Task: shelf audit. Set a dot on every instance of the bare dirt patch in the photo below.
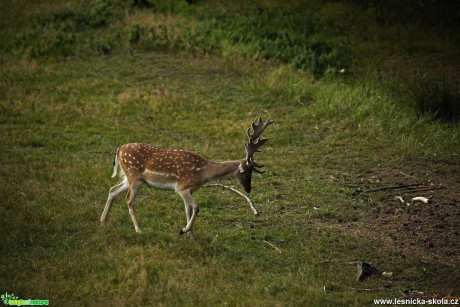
(428, 232)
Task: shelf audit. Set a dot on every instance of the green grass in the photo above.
(64, 111)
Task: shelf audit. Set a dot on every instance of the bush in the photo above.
(438, 98)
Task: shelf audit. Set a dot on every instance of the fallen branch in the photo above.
(398, 187)
(237, 192)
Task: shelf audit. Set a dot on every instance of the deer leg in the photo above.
(187, 215)
(114, 192)
(187, 212)
(133, 188)
(189, 202)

• _TASK STATEMENT_: Please retype every one of the entries above word for word, leaving the picture out.

• _CORRECT OUTPUT_:
Task: shelf audit. Set a dot on every instance of the bare dirt patch in the photo below.
(428, 232)
Task: shelf audit. Set a dot on every instance of the green grass in the photo above.
(64, 111)
Task: shelf audit. Set a dot on every instance of the bush in the photo above.
(438, 98)
Task: shelf audit. Set a dot on every instance of the fallen branch in the photo above.
(398, 187)
(237, 192)
Task: shelf audit. Set a dot on every instance of the deer leg in the photo above.
(187, 215)
(114, 192)
(187, 212)
(133, 188)
(189, 202)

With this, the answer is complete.